> [Given records]
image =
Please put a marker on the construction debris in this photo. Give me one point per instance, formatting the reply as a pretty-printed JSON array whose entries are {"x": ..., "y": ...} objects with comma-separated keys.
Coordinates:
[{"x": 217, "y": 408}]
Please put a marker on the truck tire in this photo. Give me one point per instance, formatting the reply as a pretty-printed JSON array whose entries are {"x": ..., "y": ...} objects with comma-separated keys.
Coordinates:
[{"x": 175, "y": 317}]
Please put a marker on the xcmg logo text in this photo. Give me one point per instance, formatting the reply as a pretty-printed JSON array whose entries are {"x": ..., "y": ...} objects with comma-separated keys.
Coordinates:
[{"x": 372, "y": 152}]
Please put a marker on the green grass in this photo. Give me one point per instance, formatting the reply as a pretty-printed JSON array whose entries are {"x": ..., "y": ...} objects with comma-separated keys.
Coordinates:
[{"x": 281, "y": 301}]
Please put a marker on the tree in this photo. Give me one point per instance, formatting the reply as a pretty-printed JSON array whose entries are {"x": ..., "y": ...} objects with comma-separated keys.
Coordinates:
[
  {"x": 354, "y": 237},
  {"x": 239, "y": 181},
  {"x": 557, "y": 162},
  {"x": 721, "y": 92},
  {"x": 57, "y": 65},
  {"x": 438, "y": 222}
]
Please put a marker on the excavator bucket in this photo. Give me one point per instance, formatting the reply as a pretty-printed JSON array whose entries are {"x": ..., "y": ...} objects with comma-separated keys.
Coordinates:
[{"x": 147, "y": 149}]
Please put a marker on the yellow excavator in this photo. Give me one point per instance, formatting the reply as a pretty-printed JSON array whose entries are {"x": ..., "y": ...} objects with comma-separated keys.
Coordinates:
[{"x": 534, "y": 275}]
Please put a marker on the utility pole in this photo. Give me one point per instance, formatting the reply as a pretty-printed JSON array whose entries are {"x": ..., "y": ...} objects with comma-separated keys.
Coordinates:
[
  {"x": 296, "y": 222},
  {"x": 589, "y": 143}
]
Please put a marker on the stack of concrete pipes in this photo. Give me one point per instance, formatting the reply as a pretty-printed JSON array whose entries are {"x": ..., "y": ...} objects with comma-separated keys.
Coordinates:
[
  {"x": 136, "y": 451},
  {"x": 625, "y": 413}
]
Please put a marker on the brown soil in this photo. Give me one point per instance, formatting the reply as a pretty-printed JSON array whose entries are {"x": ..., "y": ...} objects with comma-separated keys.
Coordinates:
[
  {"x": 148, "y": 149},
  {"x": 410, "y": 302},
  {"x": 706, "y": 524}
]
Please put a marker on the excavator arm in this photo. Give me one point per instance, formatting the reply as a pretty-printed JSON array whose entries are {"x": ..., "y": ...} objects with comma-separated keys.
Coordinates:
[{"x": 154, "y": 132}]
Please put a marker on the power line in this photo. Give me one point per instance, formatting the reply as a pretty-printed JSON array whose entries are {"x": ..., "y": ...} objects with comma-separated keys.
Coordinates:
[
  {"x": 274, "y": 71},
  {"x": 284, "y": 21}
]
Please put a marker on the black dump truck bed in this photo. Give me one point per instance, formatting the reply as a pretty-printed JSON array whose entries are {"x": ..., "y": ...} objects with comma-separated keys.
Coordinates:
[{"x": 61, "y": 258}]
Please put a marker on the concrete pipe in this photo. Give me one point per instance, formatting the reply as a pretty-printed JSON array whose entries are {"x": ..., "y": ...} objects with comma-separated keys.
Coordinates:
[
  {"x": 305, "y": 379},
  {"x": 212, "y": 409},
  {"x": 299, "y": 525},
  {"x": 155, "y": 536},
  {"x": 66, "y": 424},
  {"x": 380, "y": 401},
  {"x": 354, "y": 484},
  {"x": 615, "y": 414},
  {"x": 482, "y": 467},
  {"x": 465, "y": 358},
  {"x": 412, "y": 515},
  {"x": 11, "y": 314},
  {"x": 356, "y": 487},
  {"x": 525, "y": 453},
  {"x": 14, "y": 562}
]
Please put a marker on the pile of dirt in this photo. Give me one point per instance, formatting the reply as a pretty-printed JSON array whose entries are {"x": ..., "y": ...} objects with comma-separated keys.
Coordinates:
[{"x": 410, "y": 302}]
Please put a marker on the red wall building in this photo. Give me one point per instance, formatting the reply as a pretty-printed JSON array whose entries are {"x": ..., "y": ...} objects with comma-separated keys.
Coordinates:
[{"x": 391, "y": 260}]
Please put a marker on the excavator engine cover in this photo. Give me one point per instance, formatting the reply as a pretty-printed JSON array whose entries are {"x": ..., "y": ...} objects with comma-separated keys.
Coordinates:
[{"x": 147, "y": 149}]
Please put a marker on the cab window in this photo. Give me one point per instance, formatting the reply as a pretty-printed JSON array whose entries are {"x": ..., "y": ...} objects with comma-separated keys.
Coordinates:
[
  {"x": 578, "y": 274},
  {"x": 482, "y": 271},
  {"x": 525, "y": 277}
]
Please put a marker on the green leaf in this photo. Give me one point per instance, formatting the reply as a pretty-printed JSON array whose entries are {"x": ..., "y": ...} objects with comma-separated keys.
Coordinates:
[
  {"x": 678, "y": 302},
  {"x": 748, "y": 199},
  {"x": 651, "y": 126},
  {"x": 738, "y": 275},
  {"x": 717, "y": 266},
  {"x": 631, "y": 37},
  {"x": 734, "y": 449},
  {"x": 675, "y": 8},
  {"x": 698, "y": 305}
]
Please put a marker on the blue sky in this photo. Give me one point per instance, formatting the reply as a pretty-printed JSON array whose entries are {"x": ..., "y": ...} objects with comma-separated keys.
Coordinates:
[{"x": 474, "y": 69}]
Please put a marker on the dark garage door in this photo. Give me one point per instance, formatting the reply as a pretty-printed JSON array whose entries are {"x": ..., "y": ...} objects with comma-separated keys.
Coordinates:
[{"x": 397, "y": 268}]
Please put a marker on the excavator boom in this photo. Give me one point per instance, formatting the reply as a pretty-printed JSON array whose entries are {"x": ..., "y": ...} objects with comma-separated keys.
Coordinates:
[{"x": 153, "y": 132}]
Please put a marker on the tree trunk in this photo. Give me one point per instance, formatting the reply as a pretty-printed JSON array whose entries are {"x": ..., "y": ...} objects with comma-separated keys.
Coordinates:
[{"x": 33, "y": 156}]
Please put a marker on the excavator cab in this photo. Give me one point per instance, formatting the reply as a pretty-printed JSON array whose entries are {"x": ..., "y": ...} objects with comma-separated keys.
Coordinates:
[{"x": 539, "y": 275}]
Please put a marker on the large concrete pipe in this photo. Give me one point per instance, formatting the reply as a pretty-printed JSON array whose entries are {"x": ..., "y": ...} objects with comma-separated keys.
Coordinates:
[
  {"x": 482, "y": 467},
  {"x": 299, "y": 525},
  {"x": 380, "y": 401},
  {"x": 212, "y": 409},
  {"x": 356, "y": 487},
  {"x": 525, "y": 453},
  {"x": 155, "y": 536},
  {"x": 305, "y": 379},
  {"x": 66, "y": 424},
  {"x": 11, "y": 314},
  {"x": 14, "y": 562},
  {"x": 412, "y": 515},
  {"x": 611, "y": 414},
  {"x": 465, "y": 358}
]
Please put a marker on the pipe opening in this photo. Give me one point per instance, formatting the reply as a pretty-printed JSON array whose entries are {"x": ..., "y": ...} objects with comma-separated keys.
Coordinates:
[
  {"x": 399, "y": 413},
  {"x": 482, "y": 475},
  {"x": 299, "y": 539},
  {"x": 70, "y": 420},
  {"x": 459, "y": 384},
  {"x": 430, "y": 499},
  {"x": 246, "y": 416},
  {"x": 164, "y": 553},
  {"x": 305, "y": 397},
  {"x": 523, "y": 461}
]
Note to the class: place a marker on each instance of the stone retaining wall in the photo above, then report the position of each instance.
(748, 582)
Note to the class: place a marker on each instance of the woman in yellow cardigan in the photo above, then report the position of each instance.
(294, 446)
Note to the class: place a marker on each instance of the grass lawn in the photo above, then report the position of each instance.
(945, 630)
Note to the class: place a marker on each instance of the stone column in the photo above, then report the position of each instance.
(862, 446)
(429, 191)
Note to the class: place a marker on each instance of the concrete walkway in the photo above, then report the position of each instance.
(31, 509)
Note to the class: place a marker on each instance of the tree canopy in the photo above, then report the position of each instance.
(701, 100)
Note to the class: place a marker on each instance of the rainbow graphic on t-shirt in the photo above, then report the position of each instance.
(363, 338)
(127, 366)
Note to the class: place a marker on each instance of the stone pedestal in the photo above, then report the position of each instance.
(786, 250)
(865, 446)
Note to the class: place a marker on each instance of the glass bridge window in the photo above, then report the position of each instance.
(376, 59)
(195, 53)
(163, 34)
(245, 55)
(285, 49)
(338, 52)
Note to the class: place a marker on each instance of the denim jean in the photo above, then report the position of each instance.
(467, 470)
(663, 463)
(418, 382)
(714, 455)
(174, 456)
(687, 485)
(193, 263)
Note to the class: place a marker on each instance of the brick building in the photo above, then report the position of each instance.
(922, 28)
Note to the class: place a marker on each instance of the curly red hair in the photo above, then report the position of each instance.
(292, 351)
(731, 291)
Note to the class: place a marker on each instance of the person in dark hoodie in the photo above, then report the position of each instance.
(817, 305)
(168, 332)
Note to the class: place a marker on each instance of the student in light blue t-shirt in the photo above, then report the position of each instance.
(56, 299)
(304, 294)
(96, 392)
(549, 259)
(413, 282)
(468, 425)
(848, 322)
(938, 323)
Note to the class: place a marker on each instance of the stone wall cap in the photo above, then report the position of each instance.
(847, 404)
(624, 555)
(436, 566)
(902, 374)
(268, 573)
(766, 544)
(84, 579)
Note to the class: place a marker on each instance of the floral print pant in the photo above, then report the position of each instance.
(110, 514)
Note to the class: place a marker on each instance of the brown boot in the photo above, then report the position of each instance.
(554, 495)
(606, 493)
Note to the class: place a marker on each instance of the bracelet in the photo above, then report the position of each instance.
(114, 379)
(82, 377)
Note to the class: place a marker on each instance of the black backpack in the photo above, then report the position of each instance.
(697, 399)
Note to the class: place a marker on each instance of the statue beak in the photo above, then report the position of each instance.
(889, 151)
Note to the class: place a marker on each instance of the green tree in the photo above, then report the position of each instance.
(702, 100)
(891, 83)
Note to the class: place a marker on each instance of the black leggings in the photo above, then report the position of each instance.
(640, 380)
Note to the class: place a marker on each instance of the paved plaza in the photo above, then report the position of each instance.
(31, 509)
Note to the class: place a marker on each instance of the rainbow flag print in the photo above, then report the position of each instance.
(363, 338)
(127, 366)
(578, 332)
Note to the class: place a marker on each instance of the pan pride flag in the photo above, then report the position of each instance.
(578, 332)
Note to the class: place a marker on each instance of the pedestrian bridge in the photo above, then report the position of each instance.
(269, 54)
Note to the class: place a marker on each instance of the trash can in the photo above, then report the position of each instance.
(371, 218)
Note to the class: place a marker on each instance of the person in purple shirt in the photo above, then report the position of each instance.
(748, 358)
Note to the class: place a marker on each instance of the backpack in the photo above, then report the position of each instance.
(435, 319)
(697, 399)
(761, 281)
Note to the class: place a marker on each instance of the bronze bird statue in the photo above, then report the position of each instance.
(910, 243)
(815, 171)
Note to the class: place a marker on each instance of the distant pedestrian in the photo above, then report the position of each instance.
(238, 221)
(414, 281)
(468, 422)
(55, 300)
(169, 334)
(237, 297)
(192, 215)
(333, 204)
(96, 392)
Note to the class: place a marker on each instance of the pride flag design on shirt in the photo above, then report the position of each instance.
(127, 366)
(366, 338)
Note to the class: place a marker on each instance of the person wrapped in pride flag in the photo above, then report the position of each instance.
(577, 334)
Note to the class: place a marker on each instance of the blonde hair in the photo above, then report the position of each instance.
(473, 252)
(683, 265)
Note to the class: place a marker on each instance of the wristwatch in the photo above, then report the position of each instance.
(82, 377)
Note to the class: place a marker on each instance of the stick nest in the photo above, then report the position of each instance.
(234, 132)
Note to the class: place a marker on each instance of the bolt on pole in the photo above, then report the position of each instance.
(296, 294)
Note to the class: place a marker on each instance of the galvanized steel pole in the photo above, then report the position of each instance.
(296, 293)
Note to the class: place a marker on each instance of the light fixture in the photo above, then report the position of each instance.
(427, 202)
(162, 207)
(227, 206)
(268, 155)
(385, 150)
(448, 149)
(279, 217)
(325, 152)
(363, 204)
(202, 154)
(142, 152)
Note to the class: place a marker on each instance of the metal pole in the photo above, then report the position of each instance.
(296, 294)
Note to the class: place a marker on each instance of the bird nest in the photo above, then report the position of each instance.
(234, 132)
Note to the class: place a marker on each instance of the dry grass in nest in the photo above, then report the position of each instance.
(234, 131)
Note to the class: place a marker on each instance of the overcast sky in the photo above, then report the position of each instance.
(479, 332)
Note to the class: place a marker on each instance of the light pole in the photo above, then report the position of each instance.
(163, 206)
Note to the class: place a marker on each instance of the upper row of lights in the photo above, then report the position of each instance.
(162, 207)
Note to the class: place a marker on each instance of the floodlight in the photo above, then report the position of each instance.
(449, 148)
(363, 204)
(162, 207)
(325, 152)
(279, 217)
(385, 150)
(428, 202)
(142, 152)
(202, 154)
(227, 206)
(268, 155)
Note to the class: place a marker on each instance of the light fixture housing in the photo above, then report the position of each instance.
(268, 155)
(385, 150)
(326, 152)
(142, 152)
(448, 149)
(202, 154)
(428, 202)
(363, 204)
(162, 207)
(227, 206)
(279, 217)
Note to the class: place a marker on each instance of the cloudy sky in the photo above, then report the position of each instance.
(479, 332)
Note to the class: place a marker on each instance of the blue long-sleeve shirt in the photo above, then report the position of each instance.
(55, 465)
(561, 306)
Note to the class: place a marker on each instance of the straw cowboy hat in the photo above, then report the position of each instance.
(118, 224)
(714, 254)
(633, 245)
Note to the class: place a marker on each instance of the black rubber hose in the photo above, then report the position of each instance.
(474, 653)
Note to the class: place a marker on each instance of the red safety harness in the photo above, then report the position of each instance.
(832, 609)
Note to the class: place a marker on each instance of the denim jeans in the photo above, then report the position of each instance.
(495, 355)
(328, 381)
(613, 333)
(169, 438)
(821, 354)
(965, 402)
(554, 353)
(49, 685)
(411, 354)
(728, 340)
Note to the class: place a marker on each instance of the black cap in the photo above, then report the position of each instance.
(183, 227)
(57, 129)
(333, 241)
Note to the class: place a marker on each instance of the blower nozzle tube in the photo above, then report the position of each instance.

> [Assigned task] Lines in the records above that carry the word "truck" are to be located and copied.

> [Exercise result]
Please put a marker on the truck tire in this photo. Give me one point per instance, formatting the reply as a pretty-printed JSON array whose entries are {"x": ..., "y": ...} objects with comma-separated keys.
Please put a marker on the black dump truck bed in this photo. Give me one point per instance, formatting the reply as a pretty-printed JSON array whose entries are {"x": ..., "y": ...} objects with comma-separated keys.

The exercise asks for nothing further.